→ Reading passage:
— begin —
Those pictures are amazing btw! And yes, you're crazy (in a good way) lol.
I know but I'm broke and currently living at a friend's apartment. Bonnaroo is a 2.5 hour drive for me. Wait....I looked up the ticket prices.... $275-350? Is that for real?


----------



## reaffected (Sep 3, 2011)

Nice, yea, no way I can afford or go even if I wanted to. Not even remotely affordable >< sigh


----------



## reaffected (Sep 3, 2011)

*Triumph #2- Solo hike during busy daytime*

Passing lots of people, dogs, kids ect. Letting kids pet dog, having people ask me questions about dog, and I even offered one kid to pet him since he was practically dying to.

It's a National Park filled with Civil War history. Major Battle here and overlooks Atlanta, Buckhead, and Stone Mountain. I didn't sleep at all last night so figured why not just go hike. Either way it was beautiful and I tried my best to NOT photograph random people lol. Sometimes I would wait. I set the timer for my dog and I.


















^ Stone mountain far left, Buckhead in the middle, and ATL to the right

I tried to get us!


















And just because he's a goof:

















Better!









Best!


----------



## reaffected (Sep 3, 2011)

On the way back down:



























And history stuff:



























The earthworks are still around this place where the soldiers dug in but those pics are on the other camera and I've over shared as is! I run down it anyway it's a bit over a mile.


----------



## slowlyimproving (Jan 2, 2014)

That's awesome! Great job! It's fun when you go out and do things that interest you.


----------



## mjkittredge (Sep 8, 2012)

reaffected said:


> Thank you! I actually just got back from a run tonight, new personal record (I just need to take it a bit easy on the runs because runner's knee). I've been trying to get back into shape and helps with the anxiety. Dog loves it too.
> 
> Glad you noted that! In the past I never would have said anything, just would've taken the glare and simmered over it. So it was 'brave' of me to just get it out.
— end —
→ Data lines:
— begin —
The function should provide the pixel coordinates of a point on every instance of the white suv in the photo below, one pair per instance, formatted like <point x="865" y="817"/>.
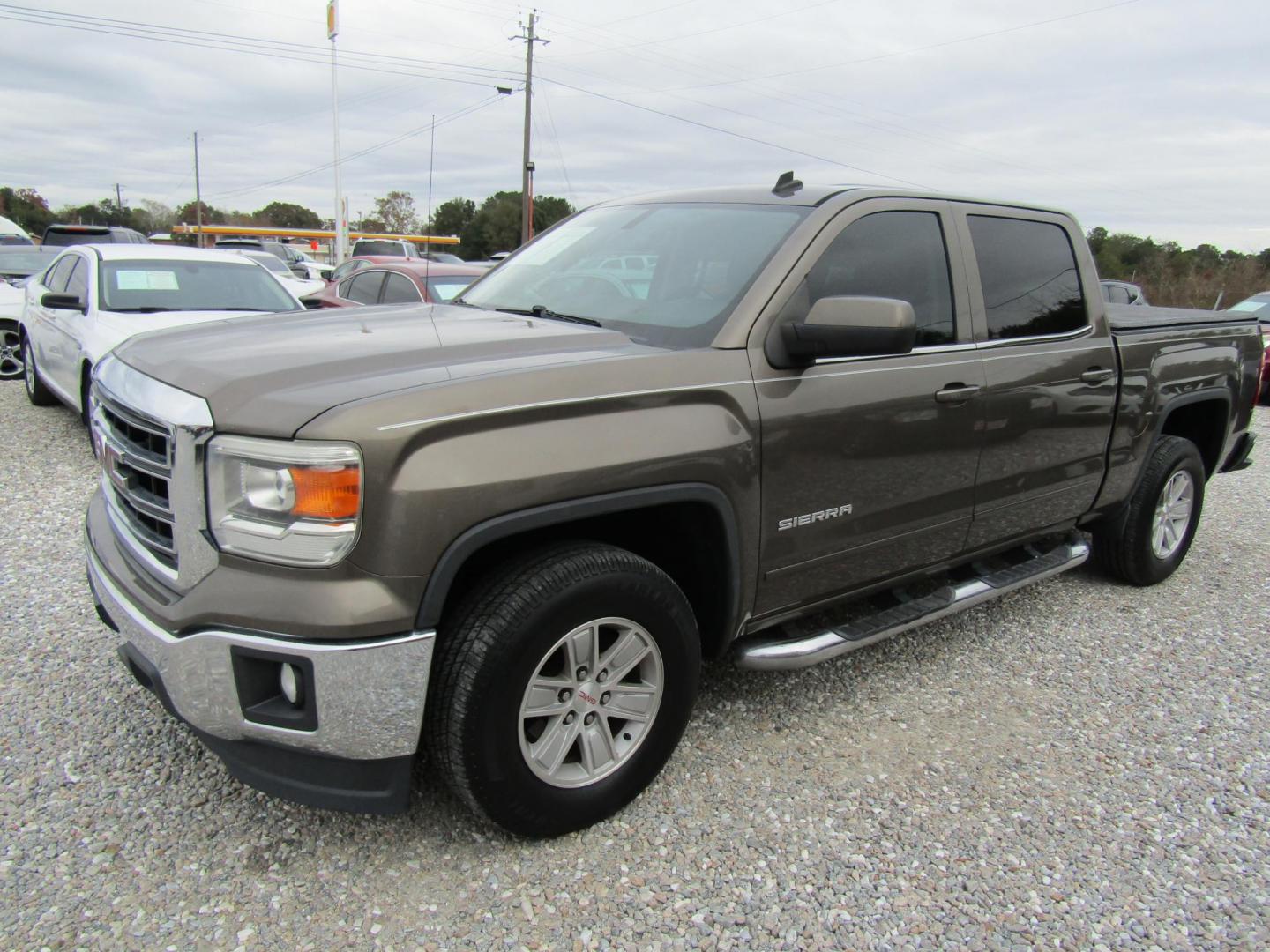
— end —
→ Objective 1:
In the forum thread about the solo hike, how long is the drive to Bonnaroo?
→ Objective 2:
Give every username that heads a post in the forum thread about the solo hike.
→ Objective 3:
Pick up the forum thread about the solo hike with a dog and continue it after its last sentence.

→ Final result 1:
2.5 hours

→ Final result 2:
reaffected, slowlyimproving, mjkittredge

→ Final result 3:
Yeah be careful to not overdo it. I have done damage to my feet and knees and lower back by exercising too much (and wearing ill fitting shoes when I didn't know any better),and now they all hurt after a while of strenuous use. So mix in some low impact exercise as well. Swimming, stationary bike, ect.

I wouldn't say anything to people in the street for fear of it devolving into a physical confrontation. I suppose with two women the chance of that happening is lower. Guys tend to go around in life pissed off and looking for an excuse to swing on a person.


----------



## reaffected (Sep 3, 2011)

slowlyimproving said:


> That's awesome! Great job! It's fun when you go out and do things that interest you.


Thank you friend <3333 I think you know a bit of me and hiking.



mjkittredge said:


> (and wearing ill fitting shoes when I didn't know any better),and now they all hurt after a while of strenuous use. So mix in some low impact exercise as well. Swimming, stationary bike, ect.
> 
> I wouldn't say anything to people in the street for fear of it devolving into a physical confrontation. I suppose with two women the chance of that happening is lower. Guys tend to go around in life pissed off and looking for an excuse to swing on a person.


I'm much the same as you. Also my hips and the angle of it, doesn't help my knees during impact >< do you under or over pronate? I underpronate myself and was even running in shoes for quite sometime for over promotors (as this is most common). It did have a negative impact - pun eh eh- on me. I should be swimming - too cold- and biking as well but a stationary bike makes me die inside.

Two women? What two women? Lol. I went hiking by myself with my dog. XD I don't have any female friends (wish I did) but that was just me and my dog which, when hiking or running, I couldn't ask for a better buddy.

That's strange. It isn't like that here or in my area. No one goes about looking to rumble. Not even men to other men. It could just be your area? I've never encountered that around the US.


----------



## mjkittredge (Sep 8, 2012)

reaffected said:


> Thank you friend <3333 I think you know a bit of me and hiking.
> 
> I'm much the same as you. Also my hips and the angle of it, doesn't help my knees during impact >< do you under or over pronate? I underpronate myself and was even running in shoes for quite sometime for over promotors (as this is most common). It did have a negative impact - pun eh eh- on me. I should be swimming - too cold- and biking as well but a stationary bike makes me die inside.
> 
> ...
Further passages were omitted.